### Objective
Pick out each line of the records below that contains the string "parts", and copy those lines.

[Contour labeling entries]
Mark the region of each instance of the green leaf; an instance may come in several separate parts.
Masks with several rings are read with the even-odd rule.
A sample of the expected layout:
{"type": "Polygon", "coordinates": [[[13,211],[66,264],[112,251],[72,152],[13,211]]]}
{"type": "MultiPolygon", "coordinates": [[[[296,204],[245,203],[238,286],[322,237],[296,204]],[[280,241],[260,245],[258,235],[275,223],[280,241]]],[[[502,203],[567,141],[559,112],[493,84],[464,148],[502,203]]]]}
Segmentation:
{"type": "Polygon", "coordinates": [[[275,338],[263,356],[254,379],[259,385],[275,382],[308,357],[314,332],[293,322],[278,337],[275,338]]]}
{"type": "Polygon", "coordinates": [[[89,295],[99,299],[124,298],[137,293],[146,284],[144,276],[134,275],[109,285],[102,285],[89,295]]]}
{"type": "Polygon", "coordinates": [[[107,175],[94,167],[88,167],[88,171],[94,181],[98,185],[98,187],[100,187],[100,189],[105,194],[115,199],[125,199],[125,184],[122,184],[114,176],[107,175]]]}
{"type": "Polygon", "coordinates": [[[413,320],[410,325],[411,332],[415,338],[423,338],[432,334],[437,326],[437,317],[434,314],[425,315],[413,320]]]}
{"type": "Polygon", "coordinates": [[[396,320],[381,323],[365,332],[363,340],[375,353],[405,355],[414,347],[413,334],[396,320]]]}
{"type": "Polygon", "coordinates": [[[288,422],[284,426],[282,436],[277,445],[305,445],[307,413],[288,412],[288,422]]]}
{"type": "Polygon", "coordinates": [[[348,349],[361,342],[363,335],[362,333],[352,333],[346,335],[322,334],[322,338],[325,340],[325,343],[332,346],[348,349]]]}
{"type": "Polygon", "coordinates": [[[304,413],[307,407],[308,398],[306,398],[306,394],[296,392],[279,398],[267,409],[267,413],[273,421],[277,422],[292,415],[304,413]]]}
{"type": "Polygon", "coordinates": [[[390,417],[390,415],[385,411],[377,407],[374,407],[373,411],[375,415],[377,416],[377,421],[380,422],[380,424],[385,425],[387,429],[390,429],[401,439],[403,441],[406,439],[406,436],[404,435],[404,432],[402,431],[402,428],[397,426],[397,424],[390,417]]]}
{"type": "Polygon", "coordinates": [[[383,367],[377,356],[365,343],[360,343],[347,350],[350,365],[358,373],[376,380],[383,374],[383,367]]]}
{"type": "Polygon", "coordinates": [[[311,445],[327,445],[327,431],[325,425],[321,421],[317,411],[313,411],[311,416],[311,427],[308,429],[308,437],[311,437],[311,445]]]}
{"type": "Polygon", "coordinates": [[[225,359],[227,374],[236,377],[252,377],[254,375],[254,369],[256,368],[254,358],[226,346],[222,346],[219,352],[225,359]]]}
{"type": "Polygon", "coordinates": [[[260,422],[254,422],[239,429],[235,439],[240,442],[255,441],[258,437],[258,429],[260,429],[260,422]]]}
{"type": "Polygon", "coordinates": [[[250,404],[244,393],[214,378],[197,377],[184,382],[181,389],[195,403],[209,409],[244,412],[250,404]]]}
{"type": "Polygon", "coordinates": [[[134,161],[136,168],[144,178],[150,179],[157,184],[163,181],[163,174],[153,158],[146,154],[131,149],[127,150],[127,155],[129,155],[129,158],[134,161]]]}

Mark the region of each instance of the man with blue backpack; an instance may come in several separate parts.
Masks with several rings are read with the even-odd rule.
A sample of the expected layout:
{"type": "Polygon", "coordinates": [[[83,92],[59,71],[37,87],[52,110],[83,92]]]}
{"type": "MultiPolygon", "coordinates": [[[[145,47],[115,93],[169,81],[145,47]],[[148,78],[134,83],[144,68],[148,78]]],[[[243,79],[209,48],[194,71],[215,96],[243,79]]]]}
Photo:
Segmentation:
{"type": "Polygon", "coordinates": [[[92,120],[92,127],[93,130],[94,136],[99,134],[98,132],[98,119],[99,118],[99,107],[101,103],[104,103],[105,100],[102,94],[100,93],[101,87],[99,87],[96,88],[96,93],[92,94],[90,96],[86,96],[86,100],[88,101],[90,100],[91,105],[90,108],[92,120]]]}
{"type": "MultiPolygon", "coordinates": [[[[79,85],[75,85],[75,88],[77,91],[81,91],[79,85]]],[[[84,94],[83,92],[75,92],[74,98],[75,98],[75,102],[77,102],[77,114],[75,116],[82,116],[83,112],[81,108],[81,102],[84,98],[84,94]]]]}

...

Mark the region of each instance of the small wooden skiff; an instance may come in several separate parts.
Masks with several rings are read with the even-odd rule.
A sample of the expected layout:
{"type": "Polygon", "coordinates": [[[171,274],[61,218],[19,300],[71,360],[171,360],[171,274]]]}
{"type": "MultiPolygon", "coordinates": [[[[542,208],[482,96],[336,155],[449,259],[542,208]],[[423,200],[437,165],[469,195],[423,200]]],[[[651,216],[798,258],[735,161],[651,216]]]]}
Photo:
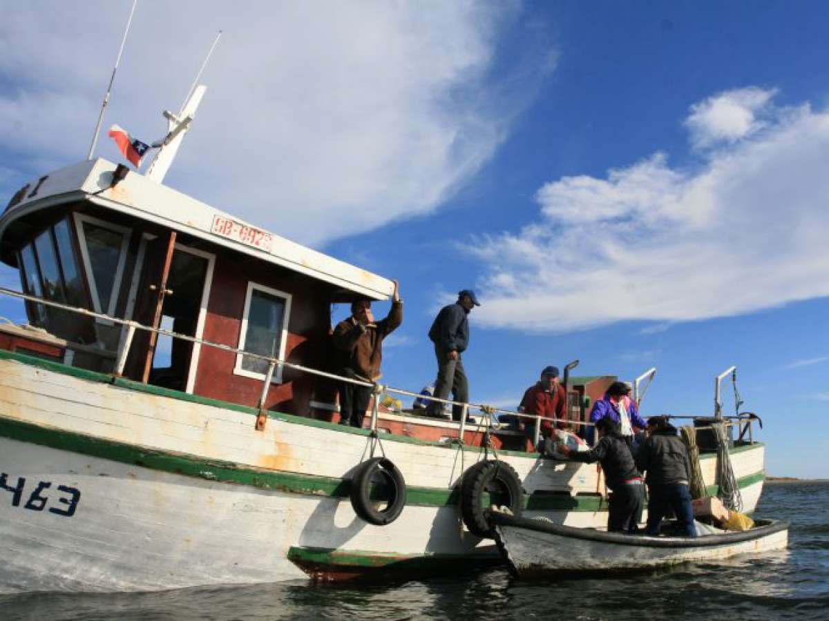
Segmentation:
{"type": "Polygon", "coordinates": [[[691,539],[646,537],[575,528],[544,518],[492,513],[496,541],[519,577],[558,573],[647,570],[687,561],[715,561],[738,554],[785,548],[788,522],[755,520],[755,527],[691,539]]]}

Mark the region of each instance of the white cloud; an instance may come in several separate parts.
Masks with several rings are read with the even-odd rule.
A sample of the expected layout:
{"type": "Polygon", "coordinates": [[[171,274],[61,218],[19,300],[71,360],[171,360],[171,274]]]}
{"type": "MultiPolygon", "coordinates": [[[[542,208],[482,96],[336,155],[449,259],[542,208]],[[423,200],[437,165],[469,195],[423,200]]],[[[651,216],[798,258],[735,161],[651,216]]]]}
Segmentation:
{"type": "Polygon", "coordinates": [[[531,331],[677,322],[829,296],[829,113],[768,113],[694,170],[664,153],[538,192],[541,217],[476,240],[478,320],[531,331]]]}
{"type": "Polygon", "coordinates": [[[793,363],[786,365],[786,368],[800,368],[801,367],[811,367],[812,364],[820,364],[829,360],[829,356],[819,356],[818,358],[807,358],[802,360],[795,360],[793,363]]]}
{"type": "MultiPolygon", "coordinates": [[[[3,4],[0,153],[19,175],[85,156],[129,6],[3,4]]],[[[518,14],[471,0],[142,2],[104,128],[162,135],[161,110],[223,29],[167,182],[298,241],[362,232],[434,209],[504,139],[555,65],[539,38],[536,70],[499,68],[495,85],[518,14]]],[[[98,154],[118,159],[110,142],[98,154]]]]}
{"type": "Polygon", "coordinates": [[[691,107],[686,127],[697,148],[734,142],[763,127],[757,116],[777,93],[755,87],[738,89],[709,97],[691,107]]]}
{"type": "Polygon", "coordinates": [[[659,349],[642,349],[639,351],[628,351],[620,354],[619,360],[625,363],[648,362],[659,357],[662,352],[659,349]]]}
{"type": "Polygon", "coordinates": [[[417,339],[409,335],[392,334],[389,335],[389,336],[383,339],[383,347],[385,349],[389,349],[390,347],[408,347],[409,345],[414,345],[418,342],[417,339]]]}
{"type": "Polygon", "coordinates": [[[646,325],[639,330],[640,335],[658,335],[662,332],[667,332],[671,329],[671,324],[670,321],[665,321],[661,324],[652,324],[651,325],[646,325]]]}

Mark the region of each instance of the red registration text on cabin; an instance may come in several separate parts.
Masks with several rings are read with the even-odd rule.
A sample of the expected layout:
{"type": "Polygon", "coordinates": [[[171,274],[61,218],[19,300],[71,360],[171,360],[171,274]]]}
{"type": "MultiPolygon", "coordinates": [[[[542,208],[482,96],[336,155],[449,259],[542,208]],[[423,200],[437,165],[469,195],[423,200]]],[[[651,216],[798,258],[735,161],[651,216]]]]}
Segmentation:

### Response to the exercise
Mark the region of each instance of the green leaf; an instance may come in several separate parts.
Mark the region of each instance of the man with blue backpack; an instance may come in several separate parts.
Mark the region of each instance of the small wooden skiff; an instance may come in several separate parts.
Mark the region of each instance of the white cloud; an instance may come in several separate parts.
Mark the region of each instance of the red registration text on cabin; an instance may come in several separate parts.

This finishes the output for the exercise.